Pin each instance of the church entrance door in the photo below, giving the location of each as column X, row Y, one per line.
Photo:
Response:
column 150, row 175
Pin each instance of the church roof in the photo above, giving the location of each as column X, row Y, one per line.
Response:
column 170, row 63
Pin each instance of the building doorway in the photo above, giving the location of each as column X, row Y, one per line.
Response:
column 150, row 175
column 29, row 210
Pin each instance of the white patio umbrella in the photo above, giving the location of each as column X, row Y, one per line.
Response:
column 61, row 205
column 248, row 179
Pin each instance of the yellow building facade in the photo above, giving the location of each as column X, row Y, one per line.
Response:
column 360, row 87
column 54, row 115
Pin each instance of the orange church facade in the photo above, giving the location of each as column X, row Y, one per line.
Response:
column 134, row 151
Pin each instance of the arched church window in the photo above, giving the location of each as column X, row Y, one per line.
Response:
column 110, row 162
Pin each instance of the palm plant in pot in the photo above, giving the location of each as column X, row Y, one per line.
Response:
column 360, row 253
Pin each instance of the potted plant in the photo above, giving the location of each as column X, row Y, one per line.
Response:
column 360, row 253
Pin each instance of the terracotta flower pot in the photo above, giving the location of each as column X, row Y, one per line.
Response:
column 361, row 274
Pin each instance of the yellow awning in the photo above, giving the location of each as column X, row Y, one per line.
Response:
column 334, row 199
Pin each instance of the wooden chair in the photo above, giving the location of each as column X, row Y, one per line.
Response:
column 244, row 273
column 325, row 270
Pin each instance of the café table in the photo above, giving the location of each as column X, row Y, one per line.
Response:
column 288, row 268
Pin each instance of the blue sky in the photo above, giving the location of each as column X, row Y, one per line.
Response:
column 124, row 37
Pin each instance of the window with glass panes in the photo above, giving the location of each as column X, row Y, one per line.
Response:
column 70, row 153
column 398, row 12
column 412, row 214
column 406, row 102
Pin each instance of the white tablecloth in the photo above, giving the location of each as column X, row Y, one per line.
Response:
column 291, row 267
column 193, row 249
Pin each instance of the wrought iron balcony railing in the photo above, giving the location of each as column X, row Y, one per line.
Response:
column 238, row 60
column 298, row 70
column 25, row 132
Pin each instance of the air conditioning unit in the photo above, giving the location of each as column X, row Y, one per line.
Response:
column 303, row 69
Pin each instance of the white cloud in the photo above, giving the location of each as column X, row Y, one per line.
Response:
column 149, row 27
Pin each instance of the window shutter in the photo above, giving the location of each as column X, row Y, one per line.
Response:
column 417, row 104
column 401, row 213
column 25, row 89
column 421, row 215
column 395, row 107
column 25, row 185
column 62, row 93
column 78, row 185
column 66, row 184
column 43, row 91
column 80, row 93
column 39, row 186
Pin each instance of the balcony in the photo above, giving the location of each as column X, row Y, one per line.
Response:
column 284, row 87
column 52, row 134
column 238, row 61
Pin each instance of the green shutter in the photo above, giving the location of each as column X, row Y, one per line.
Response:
####
=== What the exercise asks ===
Rewrite the listing above, changing every "Pin" to "Mark" and leaving everything else as it is.

=== Exercise result ===
Mark each instance of the church entrance door in the photo below, giving the location of each as column X, row Y, one per line.
Photo:
Response:
column 150, row 175
Mark each instance of the church roof in the photo above, giving the location of each as column X, row Y, one per line.
Response:
column 170, row 63
Mark each instance of the building doorway in the photo above, giving the location of each as column X, row Y, one per line.
Response:
column 150, row 175
column 29, row 210
Mark each instance of the white patio umbrella in the photo above, giving the location of each as column X, row Y, one per line.
Response:
column 61, row 205
column 248, row 179
Mark each instance of the yellow building facade in the photo above, giving the location of each as column X, row Y, one per line.
Response:
column 360, row 87
column 54, row 115
Mark each instance of the orange church facade in the photo above, giving the location of each as column X, row Y, one per line.
Response:
column 134, row 151
Mark each instance of the arched church window in the photo above, giving the location of each as column X, row Y, one per line.
Response:
column 110, row 162
Mark each instance of the palm plant in pot in the photo above, giving the location of each as column X, row Y, one per line.
Response:
column 360, row 253
Mark each instance of the potted plant in the photo above, giving the location of each as column X, row Y, one per line.
Response:
column 360, row 253
Mark each instance of the terracotta flower pot in the photo above, giving the location of each as column X, row Y, one per line.
Response:
column 361, row 274
Mark each instance of the yellow awning in the photo above, giving the location of each as column X, row Y, one per line.
Response:
column 334, row 199
Mark each instance of the wooden chair in the photo above, giving the location of each as column X, row Y, one per line.
Response:
column 244, row 273
column 325, row 270
Mark each instance of the café table in the photo above, giving the location of each as column X, row Y, one per line.
Response:
column 288, row 268
Mark each instance of the blue sky in the photo above, giving the location of each as column X, row Y, one per line.
Response:
column 124, row 37
Mark each instance of the window with glass panes in the photo above, giving the location of each as column X, row Y, one per line.
Response:
column 70, row 153
column 398, row 12
column 412, row 214
column 406, row 102
Mark each instance of the white tablecloth in the photo above, giving the location of each as column X, row Y, one per line.
Response:
column 291, row 267
column 193, row 249
Mark each instance of the wrought iron balcony railing in the photo above, giving the location of each as column X, row Y, one per line.
Response:
column 238, row 60
column 298, row 70
column 25, row 132
Mark each instance of the air conditioning unit in the photo above, giving the location of each as column X, row Y, one per line.
Response:
column 303, row 69
Mark each instance of the white cloud in the photo above, giving the location of each as column X, row Y, one per line.
Response:
column 149, row 27
Mark each instance of the window shutter in the photo above, giving the location of each as column X, row Y, one per line.
Response:
column 417, row 104
column 401, row 213
column 25, row 89
column 421, row 215
column 395, row 107
column 25, row 185
column 62, row 93
column 78, row 185
column 66, row 184
column 43, row 91
column 80, row 93
column 39, row 186
Mark each instance of the balcony in the photo above, giving the location of each as column X, row Y, one per line.
Response:
column 284, row 87
column 52, row 134
column 238, row 61
Mark each instance of the green shutter in the photo above, giving the location of each as column X, row Y, one per line.
Response:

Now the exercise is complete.